• [Working data]:
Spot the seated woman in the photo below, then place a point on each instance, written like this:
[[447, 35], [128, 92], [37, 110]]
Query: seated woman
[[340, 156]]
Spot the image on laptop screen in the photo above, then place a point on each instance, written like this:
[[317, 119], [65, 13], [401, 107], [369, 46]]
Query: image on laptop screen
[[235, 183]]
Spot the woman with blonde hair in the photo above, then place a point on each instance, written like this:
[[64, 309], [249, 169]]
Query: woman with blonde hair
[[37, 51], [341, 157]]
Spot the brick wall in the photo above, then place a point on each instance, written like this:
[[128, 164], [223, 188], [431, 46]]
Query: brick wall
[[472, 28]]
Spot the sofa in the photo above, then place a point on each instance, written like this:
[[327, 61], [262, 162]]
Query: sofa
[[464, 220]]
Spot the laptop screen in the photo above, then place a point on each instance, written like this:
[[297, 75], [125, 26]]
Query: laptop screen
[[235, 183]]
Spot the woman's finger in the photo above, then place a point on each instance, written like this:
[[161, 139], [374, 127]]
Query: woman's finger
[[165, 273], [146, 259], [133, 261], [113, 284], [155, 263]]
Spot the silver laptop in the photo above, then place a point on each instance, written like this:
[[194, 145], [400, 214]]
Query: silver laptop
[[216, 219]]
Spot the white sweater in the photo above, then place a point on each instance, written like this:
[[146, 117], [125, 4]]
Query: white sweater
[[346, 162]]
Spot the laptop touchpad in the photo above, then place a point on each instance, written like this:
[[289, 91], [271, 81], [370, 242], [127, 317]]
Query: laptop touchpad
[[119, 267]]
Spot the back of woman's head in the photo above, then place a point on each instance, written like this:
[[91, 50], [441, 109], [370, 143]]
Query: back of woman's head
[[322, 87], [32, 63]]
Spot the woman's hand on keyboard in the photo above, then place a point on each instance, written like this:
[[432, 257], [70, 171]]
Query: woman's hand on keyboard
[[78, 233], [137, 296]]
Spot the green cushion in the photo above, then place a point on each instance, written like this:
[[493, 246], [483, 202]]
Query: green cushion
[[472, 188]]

• [Task instructions]: Starting at the first of the entries above and ending with the line containing "[[340, 156]]", inclusive, replace "seated woman" with "standing woman", keeping everything else the same, and give only those lines.

• [Solution to the exercise]:
Spot the standing woman in the photo below, then place a point on each instance, written like this:
[[447, 35], [128, 92], [37, 110]]
Query: standing woman
[[340, 156]]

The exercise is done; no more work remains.